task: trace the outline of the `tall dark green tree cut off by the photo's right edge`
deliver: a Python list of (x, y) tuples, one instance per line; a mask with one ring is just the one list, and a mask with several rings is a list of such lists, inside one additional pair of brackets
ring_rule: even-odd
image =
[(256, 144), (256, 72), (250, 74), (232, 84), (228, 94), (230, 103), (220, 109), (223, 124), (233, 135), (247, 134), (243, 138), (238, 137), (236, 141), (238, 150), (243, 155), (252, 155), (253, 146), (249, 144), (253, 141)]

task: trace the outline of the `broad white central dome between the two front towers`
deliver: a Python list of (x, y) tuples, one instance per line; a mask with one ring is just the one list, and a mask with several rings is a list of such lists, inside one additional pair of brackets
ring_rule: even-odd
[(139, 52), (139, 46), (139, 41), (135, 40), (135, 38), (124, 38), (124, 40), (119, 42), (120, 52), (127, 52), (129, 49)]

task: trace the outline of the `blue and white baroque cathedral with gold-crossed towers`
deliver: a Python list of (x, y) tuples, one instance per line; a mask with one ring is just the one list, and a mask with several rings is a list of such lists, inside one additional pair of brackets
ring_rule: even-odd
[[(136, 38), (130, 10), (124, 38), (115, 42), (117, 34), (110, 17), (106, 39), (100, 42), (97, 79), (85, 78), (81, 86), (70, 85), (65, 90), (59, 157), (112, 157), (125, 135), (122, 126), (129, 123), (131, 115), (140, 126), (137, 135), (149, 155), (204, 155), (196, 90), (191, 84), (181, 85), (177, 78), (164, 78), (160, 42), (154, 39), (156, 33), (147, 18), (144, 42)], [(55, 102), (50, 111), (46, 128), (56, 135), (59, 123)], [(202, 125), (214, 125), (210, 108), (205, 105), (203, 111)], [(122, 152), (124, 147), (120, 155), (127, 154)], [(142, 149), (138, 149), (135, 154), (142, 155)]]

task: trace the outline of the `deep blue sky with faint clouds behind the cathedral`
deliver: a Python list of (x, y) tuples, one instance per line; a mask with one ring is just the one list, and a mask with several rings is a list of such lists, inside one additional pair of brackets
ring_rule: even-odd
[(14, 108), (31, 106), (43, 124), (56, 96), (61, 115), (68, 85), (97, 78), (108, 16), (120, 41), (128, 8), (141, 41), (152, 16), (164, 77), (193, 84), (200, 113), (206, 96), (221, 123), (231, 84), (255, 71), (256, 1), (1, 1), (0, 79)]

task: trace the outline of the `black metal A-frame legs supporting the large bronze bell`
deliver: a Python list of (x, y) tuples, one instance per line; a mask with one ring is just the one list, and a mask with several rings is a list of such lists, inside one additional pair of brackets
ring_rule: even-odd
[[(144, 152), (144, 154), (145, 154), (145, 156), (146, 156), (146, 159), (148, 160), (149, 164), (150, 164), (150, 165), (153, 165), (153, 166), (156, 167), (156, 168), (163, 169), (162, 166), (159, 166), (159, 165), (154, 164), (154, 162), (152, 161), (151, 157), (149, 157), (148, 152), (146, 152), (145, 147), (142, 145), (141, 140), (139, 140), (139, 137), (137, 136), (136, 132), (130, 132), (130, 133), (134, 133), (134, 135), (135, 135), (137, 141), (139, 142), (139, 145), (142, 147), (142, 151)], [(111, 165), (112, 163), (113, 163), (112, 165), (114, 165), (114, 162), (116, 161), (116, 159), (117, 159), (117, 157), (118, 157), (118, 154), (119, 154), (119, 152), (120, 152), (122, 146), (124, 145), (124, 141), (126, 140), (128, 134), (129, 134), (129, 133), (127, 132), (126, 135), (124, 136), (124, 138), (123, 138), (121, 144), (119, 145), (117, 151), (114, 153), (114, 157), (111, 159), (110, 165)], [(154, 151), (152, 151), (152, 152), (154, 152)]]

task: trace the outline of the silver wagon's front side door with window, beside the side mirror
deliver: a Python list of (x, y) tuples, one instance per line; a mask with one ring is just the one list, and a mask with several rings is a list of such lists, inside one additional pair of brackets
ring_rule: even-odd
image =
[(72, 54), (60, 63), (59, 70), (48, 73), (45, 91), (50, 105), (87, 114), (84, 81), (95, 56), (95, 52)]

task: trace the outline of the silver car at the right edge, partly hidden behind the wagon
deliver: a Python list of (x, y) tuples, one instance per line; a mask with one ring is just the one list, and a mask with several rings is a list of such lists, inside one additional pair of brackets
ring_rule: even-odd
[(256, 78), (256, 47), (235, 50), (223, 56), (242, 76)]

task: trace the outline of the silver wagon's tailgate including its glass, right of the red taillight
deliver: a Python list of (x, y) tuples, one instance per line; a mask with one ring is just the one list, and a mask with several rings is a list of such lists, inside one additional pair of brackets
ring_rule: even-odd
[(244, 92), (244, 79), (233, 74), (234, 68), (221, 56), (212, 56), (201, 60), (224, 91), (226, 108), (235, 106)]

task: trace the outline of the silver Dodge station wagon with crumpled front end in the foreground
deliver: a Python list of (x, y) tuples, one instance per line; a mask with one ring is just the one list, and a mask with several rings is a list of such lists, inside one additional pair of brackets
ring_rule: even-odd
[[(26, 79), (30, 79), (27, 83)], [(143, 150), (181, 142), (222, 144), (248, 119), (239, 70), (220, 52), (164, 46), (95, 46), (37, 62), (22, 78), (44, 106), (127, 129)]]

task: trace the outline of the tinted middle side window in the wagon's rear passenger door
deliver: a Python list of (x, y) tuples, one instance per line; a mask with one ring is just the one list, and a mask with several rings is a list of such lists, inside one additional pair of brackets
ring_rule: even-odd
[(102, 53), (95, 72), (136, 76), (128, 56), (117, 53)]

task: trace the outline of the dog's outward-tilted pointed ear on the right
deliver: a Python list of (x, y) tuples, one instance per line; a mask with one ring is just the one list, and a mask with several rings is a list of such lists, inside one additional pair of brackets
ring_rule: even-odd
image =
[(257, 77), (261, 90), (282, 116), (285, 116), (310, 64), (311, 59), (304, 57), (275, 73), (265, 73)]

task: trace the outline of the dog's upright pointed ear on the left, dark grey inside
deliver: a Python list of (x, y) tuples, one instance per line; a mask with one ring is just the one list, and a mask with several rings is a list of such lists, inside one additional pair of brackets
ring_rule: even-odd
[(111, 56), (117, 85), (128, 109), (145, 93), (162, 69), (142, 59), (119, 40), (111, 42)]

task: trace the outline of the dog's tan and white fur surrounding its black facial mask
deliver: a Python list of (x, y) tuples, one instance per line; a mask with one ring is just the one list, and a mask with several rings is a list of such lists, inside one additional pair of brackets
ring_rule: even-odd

----------------

» ACTION ITEM
Emit the full listing verbatim.

» SOLUTION
task: trace the outline of the `tall dark green tree cut off by the photo's right edge`
deliver: a Python list of (x, y) tuples, one instance per line; a mask with one ring is just the one list, and a mask with several rings is a list of such lists, inside one additional pair of brackets
ring_rule: even-odd
image =
[(256, 144), (256, 72), (250, 74), (232, 84), (228, 94), (230, 103), (220, 109), (223, 124), (233, 135), (247, 134), (243, 138), (238, 137), (236, 141), (238, 150), (243, 155), (252, 155), (253, 146), (249, 144), (253, 141)]

task: trace the outline of the `broad white central dome between the two front towers`
deliver: a Python list of (x, y) tuples, one instance per line; a mask with one ring is just the one list, and a mask with several rings is a list of such lists, inside one additional pair of brackets
ring_rule: even-odd
[(139, 52), (139, 46), (139, 41), (135, 40), (135, 38), (124, 38), (124, 40), (119, 42), (120, 52), (127, 52), (129, 49)]

task: trace the outline of the `blue and white baroque cathedral with gold-crossed towers`
deliver: a Python list of (x, y) tuples, one instance per line; a mask with one ring is just the one list, and a mask with several rings is a list of such lists, inside one additional pair of brackets
ring_rule: even-odd
[[(136, 38), (130, 10), (124, 38), (115, 42), (117, 34), (110, 17), (106, 39), (100, 42), (97, 79), (85, 78), (81, 86), (70, 85), (65, 90), (59, 157), (112, 157), (125, 135), (122, 126), (129, 123), (131, 115), (140, 126), (137, 135), (149, 155), (204, 155), (196, 90), (191, 84), (181, 85), (177, 78), (164, 78), (160, 42), (154, 39), (156, 33), (147, 18), (144, 42)], [(55, 102), (50, 111), (46, 128), (56, 135), (59, 123)], [(202, 125), (214, 125), (210, 108), (205, 105), (203, 111)], [(122, 152), (124, 147), (120, 155), (127, 154)], [(142, 149), (138, 149), (135, 154), (142, 155)]]

task: trace the outline of the `deep blue sky with faint clouds behind the cathedral`
deliver: a Python list of (x, y) tuples, one instance per line; a mask with one ring is just the one list, and a mask with several rings is a list of such lists, inside one additional pair of brackets
ring_rule: even-odd
[(14, 108), (31, 106), (43, 124), (56, 96), (61, 115), (68, 85), (97, 78), (108, 16), (120, 41), (128, 8), (141, 41), (152, 16), (164, 77), (193, 84), (200, 113), (206, 96), (221, 123), (231, 84), (255, 71), (256, 1), (1, 1), (0, 79)]

task: trace the outline of the `black metal A-frame legs supporting the large bronze bell`
deliver: a Python list of (x, y) tuples, one instance per line; a mask with one ring is just the one list, and a mask with several rings is a list of such lists, inside one additional pair of brackets
ring_rule: even-odd
[[(144, 152), (144, 154), (145, 154), (145, 156), (146, 156), (146, 159), (148, 160), (149, 164), (150, 164), (150, 165), (153, 165), (153, 166), (156, 167), (156, 168), (163, 169), (162, 166), (159, 166), (159, 165), (154, 164), (154, 162), (152, 161), (151, 157), (149, 157), (148, 152), (146, 152), (145, 147), (142, 145), (141, 140), (139, 140), (139, 137), (137, 136), (136, 132), (130, 132), (130, 133), (134, 133), (134, 135), (135, 135), (137, 141), (139, 142), (139, 145), (142, 147), (142, 151)], [(111, 165), (112, 163), (113, 163), (112, 165), (114, 165), (114, 162), (116, 161), (116, 159), (117, 159), (117, 157), (118, 157), (118, 154), (119, 154), (119, 152), (120, 152), (122, 146), (124, 145), (124, 141), (126, 140), (128, 134), (129, 134), (129, 133), (127, 132), (126, 135), (124, 136), (124, 138), (123, 138), (121, 144), (119, 145), (117, 151), (114, 153), (114, 157), (111, 159), (110, 165)], [(154, 151), (152, 151), (152, 152), (154, 152)]]

task: trace the outline of the silver wagon's front side door with window, beside the side mirror
deliver: a Python list of (x, y) tuples, one instance per line; a mask with one ring is just the one list, and a mask with several rings is a list of such lists, inside one additional pair of brackets
ring_rule: even-odd
image =
[(72, 54), (60, 63), (59, 70), (48, 73), (45, 91), (50, 105), (87, 114), (84, 81), (95, 56), (95, 52)]

task: trace the outline of the silver car at the right edge, partly hidden behind the wagon
deliver: a Python list of (x, y) tuples, one instance per line; a mask with one ring is just the one list, and a mask with several rings is a list of such lists, inside one additional pair of brackets
ring_rule: even-odd
[(256, 78), (256, 47), (235, 50), (223, 56), (242, 76)]

task: trace the outline of the silver wagon's tailgate including its glass, right of the red taillight
deliver: a Python list of (x, y) tuples, one instance per line; a mask with one ring is just the one list, and a mask with several rings is a list of such lists, inside one additional pair of brackets
ring_rule: even-odd
[(244, 92), (244, 79), (233, 74), (234, 68), (221, 56), (212, 56), (201, 60), (224, 91), (226, 108), (235, 106)]

task: trace the outline of the silver Dodge station wagon with crumpled front end in the foreground
deliver: a Python list of (x, y) tuples, one instance per line; a mask with one ring is just the one list, and a mask with several rings is a list of such lists, inside one additional pair of brackets
ring_rule: even-odd
[[(26, 79), (30, 79), (27, 83)], [(143, 150), (181, 142), (222, 144), (248, 119), (239, 70), (220, 52), (164, 46), (95, 46), (37, 62), (22, 78), (44, 106), (127, 129)]]

task: trace the outline of the tinted middle side window in the wagon's rear passenger door
deliver: a Python list of (x, y) tuples, one instance per line; a mask with one ring is just the one list, and a mask with several rings is a list of such lists, inside one additional pair of brackets
ring_rule: even-odd
[(102, 53), (95, 72), (136, 76), (128, 56), (117, 53)]

task: trace the outline of the dog's outward-tilted pointed ear on the right
deliver: a Python list of (x, y) tuples, one instance per line; a mask with one ring is just the one list, and a mask with several rings is a list of such lists, inside one additional pair of brackets
ring_rule: even-odd
image =
[(257, 77), (261, 90), (282, 116), (285, 116), (310, 64), (311, 59), (304, 57), (275, 73), (265, 73)]

task: trace the outline of the dog's upright pointed ear on the left, dark grey inside
deliver: a Python list of (x, y) tuples, one instance per line; a mask with one ring is just the one list, and a mask with several rings is a list of such lists, inside one additional pair of brackets
ring_rule: even-odd
[(111, 56), (117, 85), (128, 109), (145, 93), (162, 69), (142, 59), (119, 40), (111, 42)]

task: trace the outline of the dog's tan and white fur surrounding its black facial mask
deliver: a Python list of (x, y) tuples, one instance per line; a mask with one ring is just the one list, and a mask with several rings is a list of such lists, inside one additional pair of brackets
ring_rule: even-odd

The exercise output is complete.